CONSIGNE ÉCRITE 1:
Relevez toutes les lignes des données ci-dessous qui contiennent le mot « background ».

TEXTE SOURCE:

****

Le tribunal fédéral a donné raison à FANM et Haïti-Liberté à la suite du procès intenté début janvier par Haïti-Liberté, FANM et neuf citoyens haïtiens contre l’administration Trump, notamment le Department of Homeland Security, pour avoir mis fin au TPS d’Haïti, le juge fédéral William F. Kuntz II vient de rendre son jugement ce 11 avril, détaillé en 145 pages, pleinement en faveur des plaignants et de leurs arguments.

On se rappelle les débats présentés dans la longue série sur le Statut de Protection Temporaire (TPS) parue dans Haïti-Liberté de janvier à mars, et dans laquelle nous faisions mention de tous ces arguments et plus encore. On s’attend à ce que le gouvernement aille en appel. Le National Immigration Project de la National Lawyers Guild (NIPNLG) a analysé cette décision.

Alexandra Panaguli

Une victoire pour le respect de la légalité et un coup porté aux politiques anti-immigrés de Trump, le juge fédéral William F. Kuntz II a émis hier une injonction préliminaire bloquant la décision de l’administration Trump de mettre fin au statut de protection temporaire pour Haïti.

Grande manifestation haitienne devant la Maison Blanche le 19 mai 2019 pour dénoncer l’administration Trump

L’administration Trump avait mis fin au TPS pour plus de 50.000 Haïtiens qui vivent légalement aux États-Unis et contribuent à l’Etat depuis près de 10 ans. Cette décision est le résultat d’un procès de quatre jours début janvier 2019, au cours duquel des experts, d’anciens représentants du gouvernement et des plaignants ont témoigné sur l’impact de la résiliation du TPS et sur la manière dont le processus de prise de décision du gouvernement a violé les pratiques des agences de l’Etat.

Le juge fédéral William F. Kuntz II

En rendant sa décision, le juge Kuntz a examiné les éléments de preuve soumis par le gouvernement, par les plaignants et les éléments de preuve «privilégiés» (uniquement disponibles pour le juge). Il a ensuite émis une injonction nationale interdisant au DHS de résilier le TPS pour Haïti en attendant l’issue du litige, à compter de maintenant.

Il existe également une injonction préliminaire pour les détenteurs haïtiens de TPS dans une affaire parallèle, Ramos v. Nielsen, qui est actuellement en appel. Cette injonction sera maintenue jusqu’à nouvel ordre du juge Kuntz, même si celle de Ramos est révoquée par une décision rendue en appel.

En particulier, le juge Kuntz a statué que les plaignants ont gain de cause sur le fond de leur affirmation selon laquelle le DHS n’avait pas procédé à un examen de bonne foi des faits sur la base de faits factuels afin de déterminer s’il fallait prolonger le TPS d’Haïti, mais a été indûment influencé par les motivations politiques des responsables de la Maison-Blanche de mettre fin à TPS, en violation de la loi sur les procédures administratives. La cour a également jugé que les plaignants étaient susceptibles de montrer que le DHS avait modifié la norme pour déterminer comment les décisions du TPS étaient prises, sans préavis ni explication, et que l’administration Trump avait mis fin au TPS pour Haïti en raison de son animosité raciale.

****

(Données recueillies)

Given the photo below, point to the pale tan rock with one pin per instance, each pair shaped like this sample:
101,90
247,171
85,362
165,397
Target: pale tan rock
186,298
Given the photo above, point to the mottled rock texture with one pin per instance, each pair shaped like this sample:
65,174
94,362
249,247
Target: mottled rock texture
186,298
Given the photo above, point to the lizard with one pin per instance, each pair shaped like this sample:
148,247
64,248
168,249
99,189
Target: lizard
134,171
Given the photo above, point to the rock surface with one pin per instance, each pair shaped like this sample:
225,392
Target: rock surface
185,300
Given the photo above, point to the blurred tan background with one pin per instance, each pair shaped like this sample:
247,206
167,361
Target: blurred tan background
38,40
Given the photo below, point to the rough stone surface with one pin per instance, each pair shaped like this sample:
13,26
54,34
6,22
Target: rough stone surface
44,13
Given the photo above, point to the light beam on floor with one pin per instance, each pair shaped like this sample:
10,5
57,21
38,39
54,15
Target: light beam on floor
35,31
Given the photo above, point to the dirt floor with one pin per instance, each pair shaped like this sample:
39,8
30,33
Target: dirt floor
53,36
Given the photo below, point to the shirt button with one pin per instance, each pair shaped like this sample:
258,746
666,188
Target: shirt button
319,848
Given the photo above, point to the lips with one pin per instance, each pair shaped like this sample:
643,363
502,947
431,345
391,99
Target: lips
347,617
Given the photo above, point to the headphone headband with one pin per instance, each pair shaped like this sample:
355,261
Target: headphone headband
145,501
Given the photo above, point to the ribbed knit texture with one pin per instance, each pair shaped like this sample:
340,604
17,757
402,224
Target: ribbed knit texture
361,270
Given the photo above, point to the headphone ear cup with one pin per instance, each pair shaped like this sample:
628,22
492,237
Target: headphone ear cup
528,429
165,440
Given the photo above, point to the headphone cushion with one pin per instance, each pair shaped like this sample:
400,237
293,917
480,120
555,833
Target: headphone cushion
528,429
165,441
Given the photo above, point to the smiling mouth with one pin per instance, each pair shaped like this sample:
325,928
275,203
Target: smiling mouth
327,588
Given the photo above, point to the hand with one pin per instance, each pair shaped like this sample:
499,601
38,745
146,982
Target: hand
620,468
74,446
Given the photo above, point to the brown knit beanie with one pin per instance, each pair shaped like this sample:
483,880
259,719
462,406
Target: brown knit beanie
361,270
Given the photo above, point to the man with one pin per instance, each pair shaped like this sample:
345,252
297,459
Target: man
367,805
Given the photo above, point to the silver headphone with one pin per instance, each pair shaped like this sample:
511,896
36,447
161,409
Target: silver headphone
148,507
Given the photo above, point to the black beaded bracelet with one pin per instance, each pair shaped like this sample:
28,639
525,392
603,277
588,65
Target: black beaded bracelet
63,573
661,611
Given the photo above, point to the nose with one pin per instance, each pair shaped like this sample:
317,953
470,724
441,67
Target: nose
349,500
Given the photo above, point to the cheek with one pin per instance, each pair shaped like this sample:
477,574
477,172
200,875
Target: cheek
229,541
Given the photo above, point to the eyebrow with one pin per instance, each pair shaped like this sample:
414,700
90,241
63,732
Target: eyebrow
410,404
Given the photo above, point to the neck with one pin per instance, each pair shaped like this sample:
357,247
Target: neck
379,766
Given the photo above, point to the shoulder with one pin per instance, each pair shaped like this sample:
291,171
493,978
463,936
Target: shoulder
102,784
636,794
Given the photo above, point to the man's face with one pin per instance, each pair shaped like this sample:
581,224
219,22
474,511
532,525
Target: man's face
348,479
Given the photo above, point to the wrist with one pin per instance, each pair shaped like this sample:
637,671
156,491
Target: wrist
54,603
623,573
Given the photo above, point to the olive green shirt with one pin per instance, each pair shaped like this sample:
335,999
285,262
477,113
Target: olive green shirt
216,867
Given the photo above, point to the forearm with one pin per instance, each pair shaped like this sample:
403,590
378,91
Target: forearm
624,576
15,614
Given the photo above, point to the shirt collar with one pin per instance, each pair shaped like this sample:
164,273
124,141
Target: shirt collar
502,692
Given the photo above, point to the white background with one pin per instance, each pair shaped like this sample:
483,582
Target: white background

****

CONSIGNE ÉCRITE 2:
Répondez aux questions suivantes à l'aide de l'article sur le TPS d'Haïti.
(a) À quelle date le juge Kuntz a-t-il rendu son jugement ?
(b) Combien de jours a duré le procès tenu début janvier 2019 ?
(c) Pour combien d'Haïtiens l'administration Trump avait-elle mis fin au TPS ?

RÉPONSE COMPLÈTE 1:
Given the photo above, point to the blurred tan background with one pin per instance, each pair shaped like this sample:
Target: blurred tan background
Given the photo above, point to the white background with one pin per instance, each pair shaped like this sample:
Target: white background

RÉPONSE COMPLÈTE 2:
(a) Le 11 avril.
(b) Quatre jours.
(c) Pour plus de 50 000 Haïtiens.